**EXERCISE REQUIREMENTS**
The material below holds a span beginning at the line with "Target: marina" and ending at the line with "Annotation task — tag each instance of the bridge roadway". Quote that span exactly, both ends included, and only that span.
#### DATA SUPPLIED
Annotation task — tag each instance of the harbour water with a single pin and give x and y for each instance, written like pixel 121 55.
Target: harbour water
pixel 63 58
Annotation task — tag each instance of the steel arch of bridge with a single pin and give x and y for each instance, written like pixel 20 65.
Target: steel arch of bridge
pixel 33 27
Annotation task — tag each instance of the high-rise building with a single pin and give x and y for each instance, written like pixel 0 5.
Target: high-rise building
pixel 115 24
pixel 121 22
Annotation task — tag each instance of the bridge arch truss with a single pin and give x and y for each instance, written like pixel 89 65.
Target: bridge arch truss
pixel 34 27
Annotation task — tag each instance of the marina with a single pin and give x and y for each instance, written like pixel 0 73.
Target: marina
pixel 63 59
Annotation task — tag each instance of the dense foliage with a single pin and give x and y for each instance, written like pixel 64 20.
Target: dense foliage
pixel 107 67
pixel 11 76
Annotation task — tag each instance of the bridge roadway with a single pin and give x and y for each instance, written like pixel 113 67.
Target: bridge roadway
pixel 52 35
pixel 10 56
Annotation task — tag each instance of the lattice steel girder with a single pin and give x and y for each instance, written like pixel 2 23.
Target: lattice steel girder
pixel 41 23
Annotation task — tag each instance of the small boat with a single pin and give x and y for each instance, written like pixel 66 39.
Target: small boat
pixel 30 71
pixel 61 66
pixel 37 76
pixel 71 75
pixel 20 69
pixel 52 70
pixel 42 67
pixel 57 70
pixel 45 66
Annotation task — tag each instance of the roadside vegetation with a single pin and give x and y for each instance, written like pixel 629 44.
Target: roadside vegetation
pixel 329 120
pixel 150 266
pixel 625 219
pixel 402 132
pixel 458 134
########
#### DATA SUPPLIED
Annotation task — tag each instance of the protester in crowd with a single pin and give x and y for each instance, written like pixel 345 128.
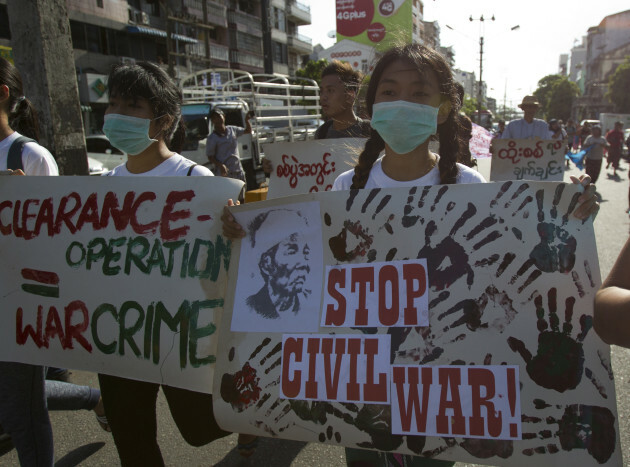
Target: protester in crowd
########
#### DATA SUPPLIED
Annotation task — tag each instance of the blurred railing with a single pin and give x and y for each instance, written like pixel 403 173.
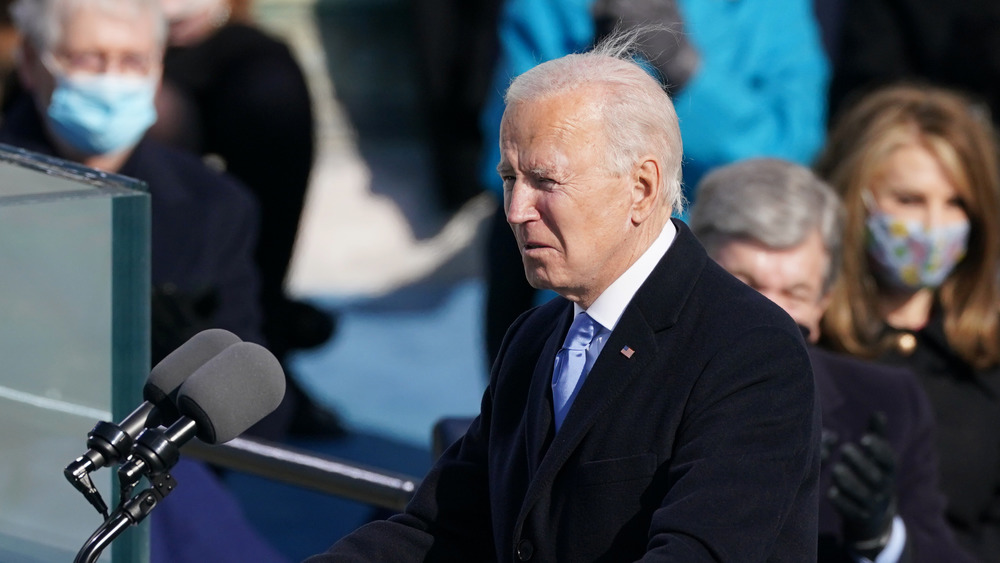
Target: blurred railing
########
**OUTPUT FOR THIS TASK**
Target: marina
pixel 63 59
Annotation task — tag each instance of the dense foliage with a single pin and give x and y for each instance, written like pixel 64 20.
Target: dense foliage
pixel 107 67
pixel 11 76
Annotation task — tag each instance of the bridge roadway with a single pin and give x and y for each instance, written like pixel 113 67.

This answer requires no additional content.